• RECORDS SUPPLIED:
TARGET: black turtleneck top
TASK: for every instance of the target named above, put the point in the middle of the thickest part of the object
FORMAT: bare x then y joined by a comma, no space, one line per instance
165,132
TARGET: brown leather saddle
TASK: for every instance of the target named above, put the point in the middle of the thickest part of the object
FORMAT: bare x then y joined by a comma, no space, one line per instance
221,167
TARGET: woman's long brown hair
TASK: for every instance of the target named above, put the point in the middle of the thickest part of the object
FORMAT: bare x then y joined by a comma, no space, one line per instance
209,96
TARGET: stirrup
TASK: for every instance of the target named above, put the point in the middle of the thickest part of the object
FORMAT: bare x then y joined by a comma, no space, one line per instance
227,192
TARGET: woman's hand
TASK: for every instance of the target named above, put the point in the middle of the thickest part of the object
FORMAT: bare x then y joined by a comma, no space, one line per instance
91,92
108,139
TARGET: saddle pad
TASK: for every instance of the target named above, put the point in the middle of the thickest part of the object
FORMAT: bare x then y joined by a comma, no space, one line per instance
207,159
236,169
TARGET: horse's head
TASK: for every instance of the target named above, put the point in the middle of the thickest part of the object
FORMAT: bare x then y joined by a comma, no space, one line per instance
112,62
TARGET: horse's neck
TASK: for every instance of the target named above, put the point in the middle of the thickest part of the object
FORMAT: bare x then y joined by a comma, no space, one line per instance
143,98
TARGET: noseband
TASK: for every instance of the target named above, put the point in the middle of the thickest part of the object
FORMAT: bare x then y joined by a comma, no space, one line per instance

• EXERCISE OBJECTIVE:
Write out all of the items above again, word for word and line for line.

• RESULT OF THIS EXERCISE:
TARGET: black turtleneck top
TASK: for every instance of the target named above, put the point in the middle of the thickest part of the object
FORMAT: bare x then y joined by a comma, no space, one line per instance
165,132
TARGET: brown leather saddle
TASK: for every instance of the target named above, put the point in the middle of the thickest part of the object
FORMAT: bare x then y joined by a comma, no space, one line per instance
221,167
TARGET: woman's long brown hair
TASK: for every instance of the target named above, put the point in the middle of the thickest part of the object
FORMAT: bare x then y joined by a comma, no space, one line per instance
209,96
TARGET: stirrup
TASK: for every instance of the target named above, put the point in the middle of the thickest part of the object
FORMAT: bare x then y joined by a comma, no space, one line per instance
227,192
TARGET: woman's hand
TASK: for every instance of the target named above, put the point in the middle of the thickest part of the object
FORMAT: bare x then y joined by a comma, no space, one line per instance
91,92
108,139
TARGET: saddle pad
TASK: for every instance of the target named above, put the point in the middle of the thickest part of the object
FORMAT: bare x then y joined by a comma, no space, one line per instance
207,159
236,169
TARGET: horse's head
TASK: for every instance of the target named above, put the point in the middle of the thickest part of the object
FORMAT: bare x then y joined by a comma, no space, one line per instance
112,62
TARGET: horse's neck
TASK: for every instance of the target named above, put the point in the middle of the thickest part of the object
FORMAT: bare x then y joined by a comma, no space, one line per instance
143,98
TARGET: noseband
TASK: for every instance of the target named above, put the point in the middle of the thickest part of the object
FORMAT: bare x then y joined by a comma, no space, one line per instance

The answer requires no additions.